DATA ROWS:

____

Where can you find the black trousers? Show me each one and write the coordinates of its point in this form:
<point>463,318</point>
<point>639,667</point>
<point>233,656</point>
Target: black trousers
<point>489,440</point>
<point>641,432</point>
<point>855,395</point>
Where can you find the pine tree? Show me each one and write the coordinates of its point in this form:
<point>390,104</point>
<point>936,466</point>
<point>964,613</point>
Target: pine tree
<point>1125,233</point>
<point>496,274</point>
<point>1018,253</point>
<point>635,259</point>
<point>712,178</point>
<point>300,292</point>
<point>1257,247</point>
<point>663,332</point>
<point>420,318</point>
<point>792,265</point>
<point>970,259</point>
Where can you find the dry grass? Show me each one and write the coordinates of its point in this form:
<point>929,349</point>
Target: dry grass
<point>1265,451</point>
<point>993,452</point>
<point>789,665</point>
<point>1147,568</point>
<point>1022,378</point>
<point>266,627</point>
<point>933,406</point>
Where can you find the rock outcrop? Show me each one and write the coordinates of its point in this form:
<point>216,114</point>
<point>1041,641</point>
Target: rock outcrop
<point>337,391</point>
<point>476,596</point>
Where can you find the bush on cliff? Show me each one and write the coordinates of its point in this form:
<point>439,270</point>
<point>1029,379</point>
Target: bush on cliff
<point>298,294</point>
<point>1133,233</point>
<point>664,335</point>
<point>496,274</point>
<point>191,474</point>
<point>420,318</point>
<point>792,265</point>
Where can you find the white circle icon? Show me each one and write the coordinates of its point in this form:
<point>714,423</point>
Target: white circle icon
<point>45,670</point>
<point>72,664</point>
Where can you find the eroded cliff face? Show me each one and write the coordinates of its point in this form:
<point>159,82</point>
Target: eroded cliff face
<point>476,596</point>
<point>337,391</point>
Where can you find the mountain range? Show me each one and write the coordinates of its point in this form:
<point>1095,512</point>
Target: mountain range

____

EXERCISE PROMPT: Format the material above as a numbered list with one line per item, and leave out any blank lines.

COMPLETED EXERCISE:
1. Where can you find the black trousers? Show me each one and write the coordinates of its point in this form:
2. <point>463,318</point>
3. <point>639,667</point>
4. <point>233,656</point>
5. Target: black trousers
6. <point>489,440</point>
7. <point>641,432</point>
8. <point>855,395</point>
9. Where can you find the pine tree? Show me each one and write the coordinates of its point in this form:
10. <point>390,104</point>
11. <point>936,466</point>
12. <point>964,613</point>
13. Target: pine tree
14. <point>1125,233</point>
15. <point>496,274</point>
16. <point>1018,253</point>
17. <point>635,259</point>
18. <point>712,178</point>
19. <point>300,292</point>
20. <point>1257,247</point>
21. <point>663,332</point>
22. <point>420,318</point>
23. <point>792,265</point>
24. <point>970,259</point>
25. Where can you find the dry grass? Show me each one and write the coordinates of its point in this form:
26. <point>929,349</point>
27. Target: dry grass
28. <point>1265,451</point>
29. <point>993,452</point>
30. <point>789,665</point>
31. <point>1147,568</point>
32. <point>1022,378</point>
33. <point>266,627</point>
34. <point>933,406</point>
35. Where can you find the rock outcrop? Show me each one and write the coordinates of its point in this form:
36. <point>216,114</point>
37. <point>1041,641</point>
38. Target: rock outcrop
39. <point>337,391</point>
40. <point>476,596</point>
41. Where can you find the bush on cliff? Show me each one and write the coordinates of its point in this form:
42. <point>439,270</point>
43. <point>1029,379</point>
44. Target: bush on cliff
45. <point>298,294</point>
46. <point>1133,233</point>
47. <point>664,335</point>
48. <point>496,274</point>
49. <point>191,474</point>
50. <point>420,318</point>
51. <point>792,265</point>
52. Where can you find the white circle icon? Show me each one and write the coordinates of its point in this form:
53. <point>714,423</point>
54. Target: white circle icon
55. <point>45,670</point>
56. <point>72,664</point>
57. Where can you find the eroded cliff face? Show me each one and write the coordinates of its point in this form:
58. <point>159,82</point>
59. Target: eroded cliff face
60. <point>476,596</point>
61. <point>337,391</point>
62. Where can you find the mountain range? Show me each one and write the coordinates of its point in this form:
63. <point>1095,512</point>
64. Target: mountain range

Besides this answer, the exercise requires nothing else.